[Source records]

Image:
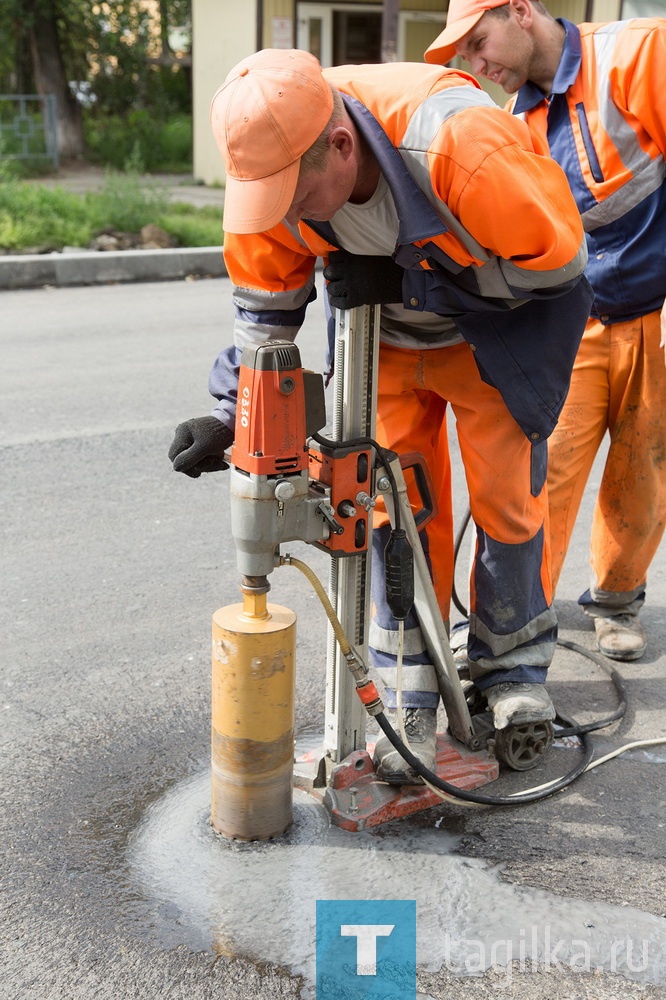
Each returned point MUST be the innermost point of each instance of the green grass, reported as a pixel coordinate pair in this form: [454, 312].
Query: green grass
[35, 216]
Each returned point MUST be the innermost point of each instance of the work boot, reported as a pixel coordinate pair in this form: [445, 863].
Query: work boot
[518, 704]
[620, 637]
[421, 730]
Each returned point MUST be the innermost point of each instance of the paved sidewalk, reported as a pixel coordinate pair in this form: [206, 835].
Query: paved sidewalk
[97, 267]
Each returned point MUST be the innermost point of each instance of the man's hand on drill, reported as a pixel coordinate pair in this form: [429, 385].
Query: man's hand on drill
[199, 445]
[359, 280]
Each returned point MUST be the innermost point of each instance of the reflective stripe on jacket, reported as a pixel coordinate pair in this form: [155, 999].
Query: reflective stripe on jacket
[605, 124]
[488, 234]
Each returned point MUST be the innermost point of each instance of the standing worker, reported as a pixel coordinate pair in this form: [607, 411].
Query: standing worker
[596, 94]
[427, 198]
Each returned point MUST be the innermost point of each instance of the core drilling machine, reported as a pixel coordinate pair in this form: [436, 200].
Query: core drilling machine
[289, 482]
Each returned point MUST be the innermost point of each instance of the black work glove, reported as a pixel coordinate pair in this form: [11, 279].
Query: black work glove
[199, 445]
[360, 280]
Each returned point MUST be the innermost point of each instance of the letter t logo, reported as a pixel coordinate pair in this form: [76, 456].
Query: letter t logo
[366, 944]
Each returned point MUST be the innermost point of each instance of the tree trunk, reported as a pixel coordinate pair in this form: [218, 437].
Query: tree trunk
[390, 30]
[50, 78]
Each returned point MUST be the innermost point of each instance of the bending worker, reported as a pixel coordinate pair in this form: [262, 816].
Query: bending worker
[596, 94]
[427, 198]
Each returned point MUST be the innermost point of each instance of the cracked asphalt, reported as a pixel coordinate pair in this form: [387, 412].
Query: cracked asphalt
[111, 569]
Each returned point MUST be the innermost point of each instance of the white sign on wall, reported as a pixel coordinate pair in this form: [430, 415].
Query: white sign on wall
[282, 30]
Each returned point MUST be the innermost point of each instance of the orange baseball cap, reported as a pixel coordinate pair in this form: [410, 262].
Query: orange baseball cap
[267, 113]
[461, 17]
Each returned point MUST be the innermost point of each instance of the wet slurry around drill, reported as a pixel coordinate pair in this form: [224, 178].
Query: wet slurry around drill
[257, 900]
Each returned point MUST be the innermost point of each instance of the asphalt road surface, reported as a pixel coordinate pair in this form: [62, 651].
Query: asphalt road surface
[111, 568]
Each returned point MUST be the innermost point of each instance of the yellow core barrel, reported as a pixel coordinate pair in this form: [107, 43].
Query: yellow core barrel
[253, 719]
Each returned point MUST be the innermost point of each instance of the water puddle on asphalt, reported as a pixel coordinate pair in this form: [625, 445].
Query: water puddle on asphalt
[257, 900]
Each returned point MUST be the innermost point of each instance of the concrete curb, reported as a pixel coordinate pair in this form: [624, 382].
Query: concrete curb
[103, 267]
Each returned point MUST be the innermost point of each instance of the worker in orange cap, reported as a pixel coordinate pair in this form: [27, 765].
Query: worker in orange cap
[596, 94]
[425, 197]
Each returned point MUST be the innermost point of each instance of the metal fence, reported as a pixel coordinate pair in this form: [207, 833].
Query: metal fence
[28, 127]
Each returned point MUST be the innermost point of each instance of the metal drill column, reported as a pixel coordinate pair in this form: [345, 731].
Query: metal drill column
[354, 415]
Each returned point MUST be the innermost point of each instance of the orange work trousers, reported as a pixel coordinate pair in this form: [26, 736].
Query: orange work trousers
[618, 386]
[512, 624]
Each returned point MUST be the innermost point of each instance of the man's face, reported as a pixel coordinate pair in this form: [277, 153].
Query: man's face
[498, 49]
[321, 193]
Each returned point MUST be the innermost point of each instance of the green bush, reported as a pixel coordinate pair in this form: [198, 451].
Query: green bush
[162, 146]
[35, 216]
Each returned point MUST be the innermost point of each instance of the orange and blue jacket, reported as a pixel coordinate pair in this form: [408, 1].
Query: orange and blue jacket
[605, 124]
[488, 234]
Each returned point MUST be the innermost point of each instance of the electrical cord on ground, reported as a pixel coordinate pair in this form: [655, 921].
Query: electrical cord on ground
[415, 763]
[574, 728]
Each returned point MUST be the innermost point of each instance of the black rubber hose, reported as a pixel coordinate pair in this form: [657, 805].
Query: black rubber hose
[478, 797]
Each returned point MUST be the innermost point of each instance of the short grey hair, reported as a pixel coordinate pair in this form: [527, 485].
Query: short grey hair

▶ What you are asked to do: Skip every picture and transcribe the data above exactly.

▶ Answer to the task:
Image:
Each returned point MUST be the innermost point of each instance of the green grass, reported as a pixel coordinate pair in this form: [454, 312].
Query: green grass
[35, 216]
Each returned point MUST be the innermost point of each instance of the work boot, reported as a pixel coordinate pair in this form: [445, 863].
Query: work boot
[518, 704]
[620, 637]
[421, 730]
Each returned point MUST be the innermost point of each instance of the paved sidewalk, reported as a pixel coordinate pair in this form: [206, 835].
Query: paved sidewalk
[97, 267]
Each returned point MUST be the innermost point of each instance of the man's hand on drill, reported as a pixel coordinate pair in this form: [429, 385].
Query: man's hand on drill
[199, 445]
[359, 280]
Each returned point MUST be the innermost point of each instance of the reflective stripe on jacket, reported as a pixel coordinate pair in this form: [155, 999].
Query: reflective stripe on jacket
[605, 124]
[488, 234]
Each returned point MUST be the innermost point of each instance of the standing worker, reported as a pixel coordinate pair in this form: [607, 411].
Query: standing worker
[596, 94]
[427, 198]
Each returned point MUST be the innermost point of each instance of the core drilling machine, reported as a pixel coordinate pair in this form: [436, 200].
Query: core drilling machine
[289, 482]
Each returned point MUST be the innermost point of each instance of the black work glove, reported as a pixel coordinate pair in this form: [11, 279].
Query: black work glove
[199, 445]
[360, 280]
Each returned point MUST be the innermost point of each instance of the letter t logo, reported as a pixel coordinate pair in this form: [76, 456].
Query: letter t logo
[366, 944]
Each returned point MUST be the innermost point of each instance of the tree trunk, reported as a pixel coordinate pair in this form: [218, 437].
Query: tree trunk
[390, 30]
[50, 78]
Each returned point MUST be the innermost point of each instance of the bending worker, reported as a pixel coordinate pair in this form: [262, 816].
Query: bending worker
[596, 94]
[427, 198]
Each returned point MUST be the innermost point of each instance of the cracked asphalt, reported as a pixel coordinate pair in this form: [387, 412].
Query: cracked asphalt
[111, 569]
Each returned point MUST be the innermost point of each instance of the white sign on wall, reported as a pixel coordinate pair in this form: [430, 415].
Query: white sign on wall
[282, 30]
Each returned point MUST be the innermost point of each instance of the orange baseball cap, reported as a pixel coordinate pair in this form: [410, 262].
Query: orange baseball cap
[267, 113]
[461, 17]
Each returned point MUST be the innermost point of each instance of the wet slurry around drill, reported as a pixel coordinate pair in this form: [224, 178].
Query: wet slurry around drill
[257, 900]
Each returned point MUST be the innermost point of each instance of the asphalt road surface, reported as a pixel coordinate pair in this form: [62, 651].
Query: asphalt road surface
[111, 568]
Each returned point MUST be the innermost point of each instance of the yellow core barrel, reported as a pixel coordinate pair in this form: [107, 43].
Query: yellow core barrel
[253, 719]
Each returned point MUST be the innermost point of each instance of the water puddle on asphalt, reported as a pixel coordinate pair in this form: [625, 445].
Query: water puddle on asphalt
[257, 900]
Each returned point MUST be the innermost point of each instance of the concrete curb, reported as a pixel coordinate pair in this form: [624, 382].
Query: concrete curb
[103, 267]
Each returned point MUST be the innermost point of each instance of the worker in orange cap, reported as a pixel coordinate pair in this form: [27, 765].
Query: worker in orange cap
[596, 94]
[425, 197]
Each returned point MUST be the innermost point of each instance of the metal fence, reported as a pixel coordinate pair in this form: [207, 833].
Query: metal fence
[28, 127]
Each returned point MUST be the innermost point of each instance of the metal drill column, reported as a pixel coordinate pair in this form: [345, 731].
Query: metal drill column
[354, 415]
Each returned point MUST be the innermost point of each instance of the orange work trousers, reported as a pixel coordinate pair in this form: [26, 736].
Query: orange work trousers
[618, 386]
[512, 624]
Each returned point MUST be the innermost point of each instance of the man's face, reported as a pixel coordinate pair in this form: [277, 153].
Query: man's face
[498, 49]
[321, 193]
Each returned point MUST be the innermost point of each instance of the green bush, reported as a pixel coordinate pair in this form: [198, 451].
Query: green bush
[162, 146]
[35, 216]
Each returned point MUST be the innermost point of each instance of the orange and blue jacket, reported as a pixel coordinate pair in this form: [408, 1].
Query: orange and blue jacket
[605, 124]
[488, 234]
Each returned point MUST be the innermost point of each instance of the electrical cord on ground, reported as a pixel coordinate pair in this form: [655, 921].
Query: electrical cord on ground
[415, 763]
[574, 728]
Each returned point MUST be the innermost point of each instance of the black rubber hose, reported as a pixel coordinate pair in this form: [657, 805].
Query: black rubber hose
[478, 797]
Each returned point MUST be the innermost point of each instance of the short grey hair, reported as a pixel coordinate pair in this form: [527, 485].
Query: short grey hair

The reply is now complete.